Given passage:
__________
Thursday, May 5, 2011

Find Ways to Fidget

Do you fidget?  Wiggle while you work?  Walk around while thinking?  Stretch your legs out or cross and re-cross them during meetings?  We all got told to "stop fidgeting" when we were kids. Turns out that may not be such good advice after all.

We've known for several years that "naturally" lean people tend to fidget more than their overweight counterparts, but did you know it makes a difference of hundreds of calories per day?  On average, people who fidget 2 hours per day burn an extra 350 calories daily!  That's huge.  It's fantastic that you've challenged yourself to 30 days of intentional movement--now let's integrate even more movement into your life!

Can you learn to fidget?  I have no hard data to support this, but I'm going to go out on a limb and say yes.  It's all a matter of environment and awareness.

There are computer programs--alarms, really--that you can set to ding every 10 minutes to remind you to move.  My good friend Tim likes this one.  There are standing desks and bouncy balls.  There's not allowing yourself to sit on the couch while you watch TV.  Basically, make yourself a little less comfortable so you're more aware of your body.

I just started sitting on an exercise ball while I type, and in just a few days I've noticed a huge increase in my "wiggle factor".  I was never a still person. but every time my mind wanders from my work I notice myself wishing I could slouch, which leads to an awareness of my back and a little wiggling to relax it. When I'm trying to think of a word I bounce up and down.  When I'm transitioning between tasks, I move my booty from side to side or make circles with my abdomen.  Keep this up and I'll have gorgeous abs by the time it's warm enough for a swim suit!

My husband Ben has a standing desk and he loves it, though he can't work at it for more than 4 hours without his legs getting really tired.  How much fidgeting would you do if you had to work standing up? Not all of us can afford the fancy treadmill desks so a standing desk is a cheap alternative.  Here's a hint: you don't have to buy something labeled "standing desk".  You can go get a bar table and either cut the legs down or jack them up to the appropriate height.
__________
Material provided:
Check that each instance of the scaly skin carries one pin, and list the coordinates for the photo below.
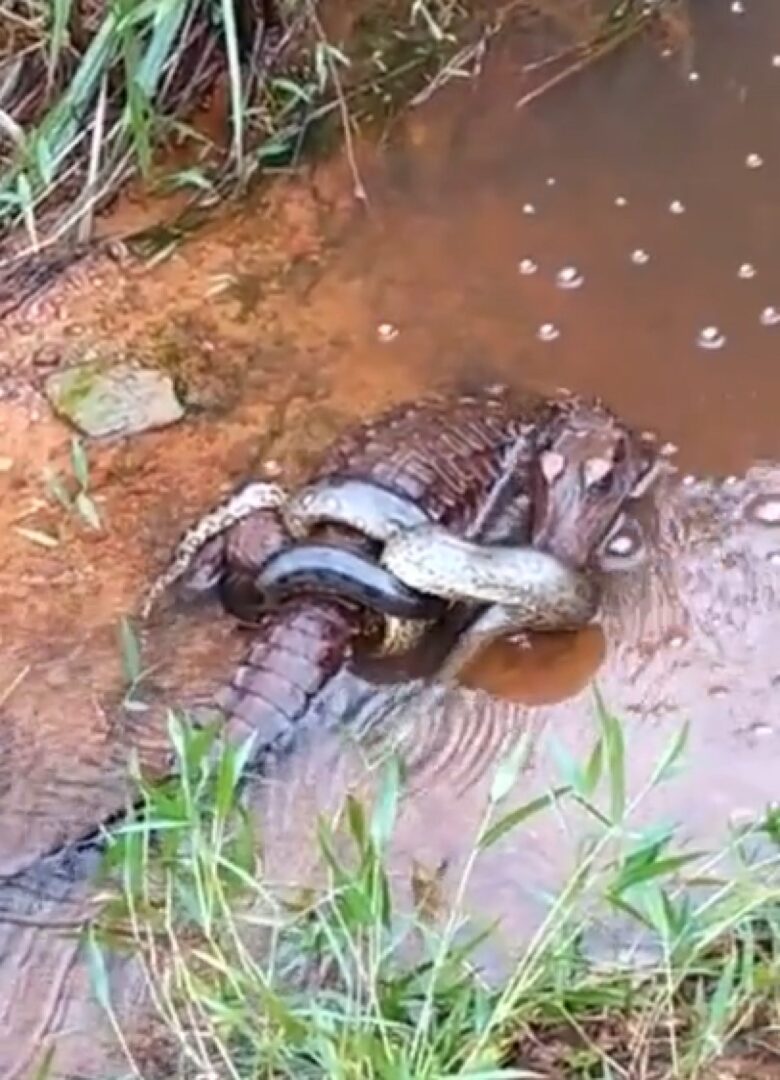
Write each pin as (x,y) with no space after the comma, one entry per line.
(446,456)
__________
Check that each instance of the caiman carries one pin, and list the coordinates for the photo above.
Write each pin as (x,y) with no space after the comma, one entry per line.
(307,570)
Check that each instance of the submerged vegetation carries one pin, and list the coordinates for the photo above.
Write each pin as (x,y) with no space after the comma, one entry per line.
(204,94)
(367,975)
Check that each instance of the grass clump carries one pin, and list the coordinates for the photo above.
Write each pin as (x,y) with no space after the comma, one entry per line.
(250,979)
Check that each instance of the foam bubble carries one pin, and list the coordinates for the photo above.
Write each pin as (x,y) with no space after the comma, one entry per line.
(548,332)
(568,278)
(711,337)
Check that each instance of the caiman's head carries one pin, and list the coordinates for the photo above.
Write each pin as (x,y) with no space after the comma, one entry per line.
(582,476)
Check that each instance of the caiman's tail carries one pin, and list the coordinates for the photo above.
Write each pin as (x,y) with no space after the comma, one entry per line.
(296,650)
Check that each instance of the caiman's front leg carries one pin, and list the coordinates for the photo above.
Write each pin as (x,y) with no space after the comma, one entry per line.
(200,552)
__________
Activity A: Can you copy the fidgeting post word for word from "My husband Ben" up to and including "the appropriate height."?
Activity B:
Do these statements agree with the fidgeting post? Answer yes or no for each, and quote the exact words from the post that decide it.
(i) People who fidget 2 hours per day burn an extra 350 calories daily on average.
(ii) Ben can work at his standing desk for a full eight-hour day without his legs tiring.
(iii) A standing desk has to be bought as a product labeled "standing desk".
Activity C: How might the fidgeting post go on after its final sentence? Write a continuation.

Exercise result A:
My husband Ben has a standing desk and he loves it, though he can't work at it for more than 4 hours without his legs getting really tired.  How much fidgeting would you do if you had to work standing up? Not all of us can afford the fancy treadmill desks so a standing desk is a cheap alternative.  Here's a hint: you don't have to buy something labeled "standing desk".  You can go get a bar table and either cut the legs down or jack them up to the appropriate height.

Exercise result B:
(i) Yes: "On average, people who fidget 2 hours per day burn an extra 350 calories daily!"
(ii) No: "he can't work at it for more than 4 hours without his legs getting really tired."
(iii) No: "you don't have to buy something labeled "standing desk"."

Exercise result C:
While watching TV, what if you had to stand up every time you wanted to change the channel?  Or what if you had to sit on the floor or a bouncy ball instead of the couch?  I guarantee more wiggle when not enveloped in your comfy armchair!

How are you going to find ways to fidget?

NYT 2005 article: The Fit Tend to Fidget and Biology May Be Why
Science journal article that provided the basis for the NYT article


  1. I find fidgeting far easier when drinking coffee at Neptune in Greenwood, as I did today. Sadly, my movement was restricted to the occasional wiggle and the ~1 mile I walked (counting there and back). Think I'm going to squeeze a little bit of Bagua practice in before bed and hope it doesn't upset my sleep cycle. Yesterday I worked squats and pull-ups, and I'll be moving to my next stage of training on squats next week! Progress!

  2. Squeezed in some bodyweight exercise today on my lunch break: back bridges and handstands, plus neck and wrist work. Kinda threw off my schedule, but absolutely worth it.

  3. Awesome Ben! How long can you stand in a handstand? Do you use a wall?

  4. I wiggle my feet all the time when I'm sitting in a car on a couch or at my desk. I wonder how many calories my little piggies burn?